What to do: Copy all of the data below, switching every "put a marker on" to "place a point on" and keeping everything else unchanged. Leave out the pictures.

Material provided:
┏━━

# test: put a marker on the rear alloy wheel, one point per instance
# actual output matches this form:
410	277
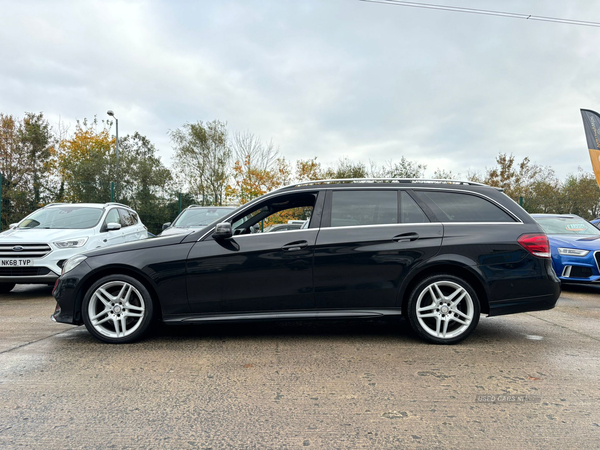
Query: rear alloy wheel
117	309
443	309
5	288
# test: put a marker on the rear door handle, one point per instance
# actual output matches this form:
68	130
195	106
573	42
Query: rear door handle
294	246
406	237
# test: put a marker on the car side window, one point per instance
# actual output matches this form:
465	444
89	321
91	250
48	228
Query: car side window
410	212
459	207
112	217
353	208
127	218
270	215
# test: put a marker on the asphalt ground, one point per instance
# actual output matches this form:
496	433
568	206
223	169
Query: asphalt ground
523	381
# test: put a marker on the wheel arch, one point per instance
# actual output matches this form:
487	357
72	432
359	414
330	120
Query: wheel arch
116	270
458	269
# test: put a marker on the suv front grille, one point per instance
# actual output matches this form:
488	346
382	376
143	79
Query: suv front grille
24	250
23	271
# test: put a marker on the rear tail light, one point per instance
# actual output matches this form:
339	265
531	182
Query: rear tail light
536	243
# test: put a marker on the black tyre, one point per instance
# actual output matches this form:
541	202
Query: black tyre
443	309
117	309
5	288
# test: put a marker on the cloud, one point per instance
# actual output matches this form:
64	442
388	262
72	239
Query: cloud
326	79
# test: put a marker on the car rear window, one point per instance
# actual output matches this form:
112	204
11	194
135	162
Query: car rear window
353	208
128	218
459	207
410	212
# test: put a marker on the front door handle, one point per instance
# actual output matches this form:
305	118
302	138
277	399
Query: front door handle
294	246
406	237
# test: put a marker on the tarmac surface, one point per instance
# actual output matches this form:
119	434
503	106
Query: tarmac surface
523	381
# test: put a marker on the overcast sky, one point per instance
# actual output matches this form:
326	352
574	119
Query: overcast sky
325	78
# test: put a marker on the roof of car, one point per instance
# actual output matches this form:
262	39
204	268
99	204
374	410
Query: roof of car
211	207
386	182
570	216
88	205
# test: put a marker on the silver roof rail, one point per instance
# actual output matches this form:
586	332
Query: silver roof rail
388	180
116	204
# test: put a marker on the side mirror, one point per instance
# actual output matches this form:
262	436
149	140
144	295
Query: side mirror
113	226
223	231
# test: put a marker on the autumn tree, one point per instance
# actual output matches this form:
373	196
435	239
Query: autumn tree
308	170
86	164
581	195
258	169
203	157
24	155
404	168
515	178
346	168
145	184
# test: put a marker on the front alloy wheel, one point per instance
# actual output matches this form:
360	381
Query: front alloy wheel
117	309
443	309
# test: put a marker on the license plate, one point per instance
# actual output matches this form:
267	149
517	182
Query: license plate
15	262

┗━━

Result for this exercise:
# test: place a point on the rear alloy wheel, one point per instance
# actual output matches this form:
410	277
Query: rear alloy wheel
117	309
443	309
5	288
# test: place a point on the rear door handle, one point per instance
# actual output matches this form:
68	130
195	106
573	42
Query: rear door handle
294	246
406	237
# test: place a point on the car side window, one point per instance
# actual output matches this form:
465	444
89	321
91	250
48	228
Query: car side window
410	212
459	207
112	217
353	208
127	218
270	215
# test: place a point on the asphalt ground, one point per instance
# actual output matches this form:
496	433
568	206
223	169
Query: asphalt ground
523	381
# test: place a point on the wheel arch, one point per instance
# actual output matches this form:
487	357
72	432
359	414
330	120
Query: wheel arch
116	270
458	269
# test: place a point on the suv front grille, one point per instance
# actual output matches this form:
488	346
382	376
143	79
Query: suv front grille
24	250
23	271
# test: place a point on the rear tail light, one point per instance
# actual output matches this form:
339	265
531	182
Query: rear tail light
536	243
# test: place a point on the black tyre, one point per instance
# actual output matches this form:
541	202
Query: black tyre
443	309
117	309
5	288
# test: place a point on the cloud, one point per instance
# actual output matches this form:
64	442
388	262
72	239
Query: cloud
326	79
# test: place a point on the car rear window, one point per instance
# actual output matches this form:
112	204
11	194
135	162
Query: car rear window
353	208
128	218
459	207
410	212
# test: place a point on the front door handle, one point per instance
# actual output matches this form:
305	118
302	138
277	399
Query: front door handle
294	246
406	237
# test: place a point on the tarmac surface, one point per instance
# actual output matches this form:
119	434
503	106
Query: tarmac surface
523	381
# test: place a point on the overcast sky, one point per instance
# actual output matches this form:
326	352
574	119
Query: overcast sky
325	78
# test: place a point on the roof of car, one point per instance
# actual output matches this form:
262	39
204	268
99	204
374	410
Query: roof of car
211	207
386	182
570	216
88	205
# test: place a point on the silver roof rail, one point per instance
# actual output matches this form:
586	332
Query: silver roof rail
388	180
116	204
# test: place a point on the side mirror, one point per instance
# actual output matches this form:
262	436
149	140
144	295
Query: side mirror
113	226
223	231
# test: place a point on the autumn tree, one point per instance
# actual output matches this form:
373	196
435	239
Query: autumn tree
308	170
86	164
581	195
258	169
203	157
24	155
404	168
515	178
346	168
145	184
# test: place a point on the front alloy wheel, one point per instance
# actual output matches this form:
360	381
Query: front alloy wheel
117	309
443	309
# test: place a point on the license plate, one point per instance
# actual output matches this form:
267	149
517	182
Query: license plate
15	262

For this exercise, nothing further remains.